▸ **EXCERTO DA FONTE**
↓

Problema de Bloco. Uma definição.

Diz o mito que John Gill, o gajo que inventou isto, fazia problemas matemáticos para se entreter enquanto descansava entre as tentativas a blocos que estava a trabalhar, e que daí virá a designação: Problema de bloco.

Esta é uma bonita história mas não responde à questão: O que é  um problema de bloco?

A actividade mais simples do mundo da escalada, é simples somente à superfície, pois logo na sua definição essencial coloca questões cuja resposta é tudo menos óbvia. Porque os blocos não são sempre linhas evidentes num bloco perfeito, como por exemplo o Kalashnikov em Sintra, ou o Ovo na Pedra do Urso. Vou-me socorrer do site B3 de Jamie Emerson, uma das melhores referências para quem gosta de perder algum tempo com estas questões, e do livro de Héctor del Campo:  “Escalada en Bloque”, este  um mestre, também, quer a escalar quer a interiorizar a actividade, ambos são muito exigentes eticamente e excelentes exemplos a seguir.

Antes um aviso à navegação: já que peguei no livro do Héctor transcrevo aqui um paragrafo: …” Escalar, sejam pedras de dois metros ou montanhas de oito quilómetros, é antes de tudo uma experiencia pessoal, desde que estejas satisfeito com os meios utilizados para alcançar os fins, perfeito; As coisas complicam-se quando queres compartilhar essas experiencias com os outros: nem todos têm porque estar de acordo contigo e com os teus parâmetros éticos…” isto foi escrito em 2002 ainda o 8a.nu não era o que é hoje.

Um bloco é definido pelo arranque, a linha em si e a saída. Vamos então começar pelo arranque. isto é, as presas do começo.

Arranque. Jamie Emerson: “O primeiro ascensionista ganha o direito, por ser o primeiro, de determinar onde e como o problema deve começar”. Hector del Campo: ” A regra número um para todos os escaladores deveria ser a seguinte: o respeito pelo trabalho do abridor”.  Assim, o primeiro ascensionista dita a maneira de começar, isto é, as presas exactas. Se começarmos acima estamos a roubar, se começarmos abaixo estamos a acrescentar ao problema original. Qualquer começo que não seja o do primeiro ascensionista e o escalador estará a escalar outro bloco. Portanto o interessado em repetir um bloco deve informar-se, ou pelo menos esforçar-se nesse sentido, com exactidão de como começar o problema. Um exemplo: o Rosa Negra cs, na Pedra do Urso, foi originalmente escalado a começar sentado quase deitado na laje “sikada”, e graduado nessa perspectiva, no entanto existe a possibilidade de começar sentado vários movimentos mais à frente e sempre sentado, tornando difícil de perceber sem informação adicional onde começa o bloco.  Aceitar esta regra na sua verdadeira acepção é um bom sinal de maturidade para  um escalador de bloco.

↑

▸ **TAREFAS DO EXERCÍCIO**
- 1) No texto sobre problemas de bloco, a quem cabe o direito de determinar onde e como o problema deve começar?
- 2) Reproduza o trecho do texto sobre problemas de bloco de "Esta é uma bonita" até "exemplos a seguir.".
- 3) Prossiga a redação do texto sobre problemas de bloco a partir do ponto em que ele termina.

▸ **DADOS APRESENTADOS**
↓

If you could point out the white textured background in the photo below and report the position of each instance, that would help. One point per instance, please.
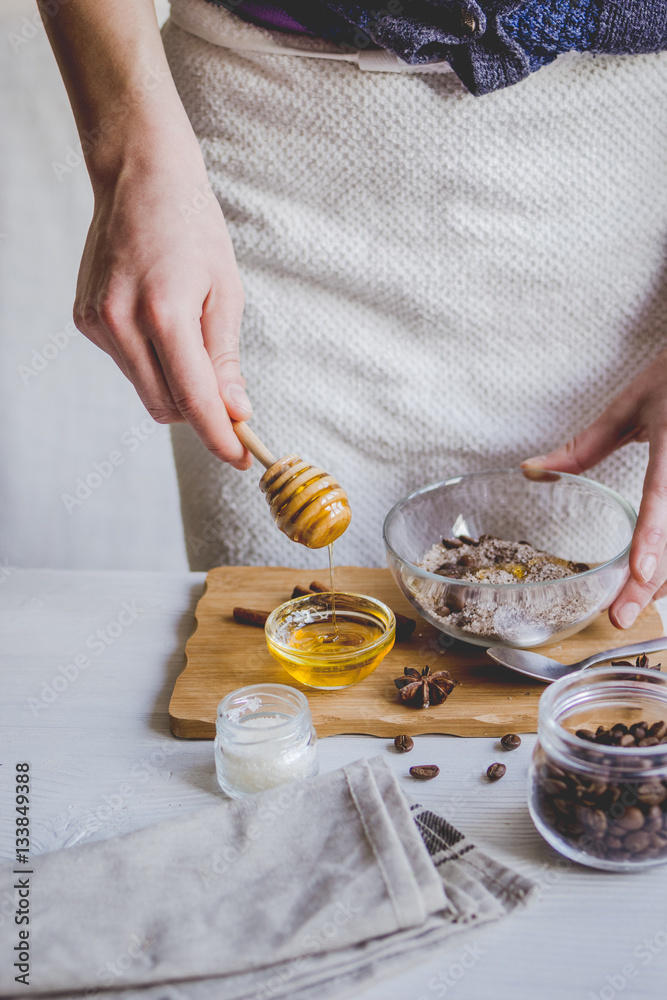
(57, 422)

↑

▸ **LISTA DE RESPOSTAS**
- 1) Ao primeiro ascensionista.

- 2)
Esta é uma bonita história mas não responde à questão: O que é  um problema de bloco?

A actividade mais simples do mundo da escalada, é simples somente à superfície, pois logo na sua definição essencial coloca questões cuja resposta é tudo menos óbvia. Porque os blocos não são sempre linhas evidentes num bloco perfeito, como por exemplo o Kalashnikov em Sintra, ou o Ovo na Pedra do Urso. Vou-me socorrer do site B3 de Jamie Emerson, uma das melhores referências para quem gosta de perder algum tempo com estas questões, e do livro de Héctor del Campo:  “Escalada en Bloque”, este  um mestre, também, quer a escalar quer a interiorizar a actividade, ambos são muito exigentes eticamente e excelentes exemplos a seguir.

- 3)
A linha em si. Aqui a imitação do primeiro ascensionista deve parar e o escalador deve ser livre para interpretar a rocha e descobrir a sua própria sequência. Pode no entanto dar-se o caso de o problema ser eliminatório, o que acontece onde menos se espera. Um exemplo? O famoso The Force (V11) em Yosemite é um problema eliminatório aberto por Jerry Moffat, aparentemente eliminando uma presa comum ao bloco vizinho, o não menos famoso Thriller. Fazendo o bloco com as presas todas está  cotado de V9 e é  conhecido como “The Farce” e é de facto uma farsa quase comédia de enganos que dá que pensar. Podemos ser a favor ou contra os problemas eliminatórios  mas devemos sempre tentar perceber aquilo que nos propomos escalar, sendo este um exemplo flagrante da importância da informação prévia para  quem se propõe a repetir algo. 

A saída. O primeiro ascensionista também define a saída de um problema.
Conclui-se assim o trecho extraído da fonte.